# START OF Material supplied
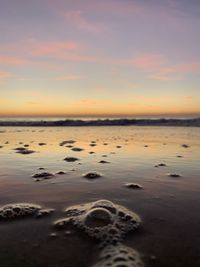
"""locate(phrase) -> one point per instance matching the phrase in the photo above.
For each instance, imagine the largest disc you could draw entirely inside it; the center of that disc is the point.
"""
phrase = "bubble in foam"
(102, 219)
(119, 256)
(18, 210)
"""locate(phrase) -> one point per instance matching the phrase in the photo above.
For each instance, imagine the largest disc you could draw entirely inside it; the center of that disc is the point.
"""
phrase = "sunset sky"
(99, 57)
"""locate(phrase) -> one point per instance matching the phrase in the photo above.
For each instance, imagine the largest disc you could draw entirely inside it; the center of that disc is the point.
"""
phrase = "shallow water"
(169, 207)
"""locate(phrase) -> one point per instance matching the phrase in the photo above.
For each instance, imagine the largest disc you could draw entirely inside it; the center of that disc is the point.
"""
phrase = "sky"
# END OF Material supplied
*What you should do*
Quote all of the rows above word for word, leaving out the pictures.

*Correct result*
"""locate(phrase) -> one point per instance matching the phrase in the photo above.
For each instance, imagine the largest disc you could draw entirely inside it; the center of that disc is the point.
"""
phrase = "bubble in foam"
(102, 219)
(119, 256)
(18, 210)
"""locate(phrase) -> one point per instance matching the phrase in the photo above.
For each instance, imagine the largest disc you could draw entirely inside it; the center of that disc is the point.
"""
phrase = "sunset sky"
(99, 57)
"""locate(phrase) -> one point per instance matching the phrase in the photo above.
For each instance, imagine the largest disc you could draw entirely inside it; the center of that disc is the point.
"""
phrase = "shallow water"
(169, 207)
"""locate(phrase) -> one point per instance matching the phrase in the photo above.
For each instance, imagine the largest disc you could draw entirely inside it; the center of that disc is the point.
"""
phrase = "sky"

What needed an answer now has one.